# PROVIDED ENTRIES:
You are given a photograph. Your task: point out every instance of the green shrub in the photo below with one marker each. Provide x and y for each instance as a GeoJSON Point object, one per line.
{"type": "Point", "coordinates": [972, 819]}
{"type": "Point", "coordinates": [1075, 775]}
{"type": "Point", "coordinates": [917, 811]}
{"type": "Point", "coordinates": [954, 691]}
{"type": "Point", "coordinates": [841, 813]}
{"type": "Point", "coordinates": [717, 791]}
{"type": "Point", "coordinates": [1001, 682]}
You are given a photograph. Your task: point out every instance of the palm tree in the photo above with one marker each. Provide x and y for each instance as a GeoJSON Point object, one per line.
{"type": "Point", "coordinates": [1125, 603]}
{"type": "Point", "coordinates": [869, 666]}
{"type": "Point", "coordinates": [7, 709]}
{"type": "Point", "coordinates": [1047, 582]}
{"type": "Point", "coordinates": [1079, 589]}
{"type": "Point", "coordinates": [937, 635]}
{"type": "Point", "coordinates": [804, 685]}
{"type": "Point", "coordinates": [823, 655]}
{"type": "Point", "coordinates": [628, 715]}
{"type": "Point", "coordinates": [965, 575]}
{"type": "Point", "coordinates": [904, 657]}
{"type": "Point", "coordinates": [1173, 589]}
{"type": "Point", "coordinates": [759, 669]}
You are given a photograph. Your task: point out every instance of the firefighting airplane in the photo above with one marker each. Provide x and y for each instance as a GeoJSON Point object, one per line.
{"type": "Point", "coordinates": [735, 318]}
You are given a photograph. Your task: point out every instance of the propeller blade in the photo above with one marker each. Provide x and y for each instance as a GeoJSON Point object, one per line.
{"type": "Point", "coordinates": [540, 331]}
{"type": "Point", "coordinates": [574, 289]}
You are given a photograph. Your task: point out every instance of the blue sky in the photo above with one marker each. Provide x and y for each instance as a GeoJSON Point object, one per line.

# EXERCISE PROMPT:
Retype exactly, please, each line from the line that contains "of the firefighting" through the last line of the entries above, with nothing added.

# THE COMPLETED TASK:
You are given a photograph. Your task: point out every instance of the firefighting airplane in the photo above with one marker each. Provide x and y for each instance as a GeoJSON Point object, one per line.
{"type": "Point", "coordinates": [735, 318]}
You are given a photograph. Your task: point out every instance of the propeller blade in the photo above with one marker each. Provide x and y for each instance as a GeoJSON Point object, one per line.
{"type": "Point", "coordinates": [540, 331]}
{"type": "Point", "coordinates": [574, 289]}
You are given a photograph. Your task: point out every instance of the blue sky in the photo above with one marker each. Provide x and y for each instance as a GeoJSON Point object, one per line.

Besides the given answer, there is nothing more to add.